##### Material to process

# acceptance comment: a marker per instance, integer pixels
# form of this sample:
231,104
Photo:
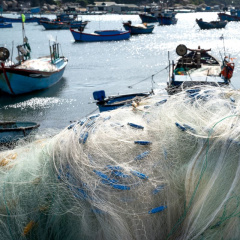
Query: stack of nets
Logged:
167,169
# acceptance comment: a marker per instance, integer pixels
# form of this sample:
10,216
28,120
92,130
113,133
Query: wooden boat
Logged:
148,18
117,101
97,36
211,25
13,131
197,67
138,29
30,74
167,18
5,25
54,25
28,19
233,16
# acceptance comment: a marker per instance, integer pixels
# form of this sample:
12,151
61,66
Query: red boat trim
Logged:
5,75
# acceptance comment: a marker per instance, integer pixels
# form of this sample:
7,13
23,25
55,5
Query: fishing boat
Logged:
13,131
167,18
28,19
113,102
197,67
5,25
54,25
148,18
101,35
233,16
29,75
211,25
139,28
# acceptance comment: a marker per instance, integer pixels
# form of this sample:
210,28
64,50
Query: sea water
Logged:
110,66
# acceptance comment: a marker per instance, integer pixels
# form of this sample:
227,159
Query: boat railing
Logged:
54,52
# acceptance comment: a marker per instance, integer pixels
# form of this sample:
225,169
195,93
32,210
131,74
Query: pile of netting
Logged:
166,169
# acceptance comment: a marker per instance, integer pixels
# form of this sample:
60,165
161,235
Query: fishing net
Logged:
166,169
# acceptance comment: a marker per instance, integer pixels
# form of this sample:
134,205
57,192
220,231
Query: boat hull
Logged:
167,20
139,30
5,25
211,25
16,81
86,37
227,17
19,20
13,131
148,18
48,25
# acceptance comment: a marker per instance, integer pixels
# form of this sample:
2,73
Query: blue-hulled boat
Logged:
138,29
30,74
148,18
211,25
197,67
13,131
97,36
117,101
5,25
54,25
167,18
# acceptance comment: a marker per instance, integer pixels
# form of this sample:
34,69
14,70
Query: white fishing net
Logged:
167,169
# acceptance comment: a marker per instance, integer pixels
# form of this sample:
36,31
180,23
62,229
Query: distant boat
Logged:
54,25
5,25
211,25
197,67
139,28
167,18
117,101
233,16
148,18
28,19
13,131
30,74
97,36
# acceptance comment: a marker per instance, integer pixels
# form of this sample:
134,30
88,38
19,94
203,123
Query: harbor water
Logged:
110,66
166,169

##########

### Directive:
Find each line in the data above that contains the word "fishing" and copy those lines.

### Solution below:
Query: fishing boat
Query: fishing net
Query: white fishing net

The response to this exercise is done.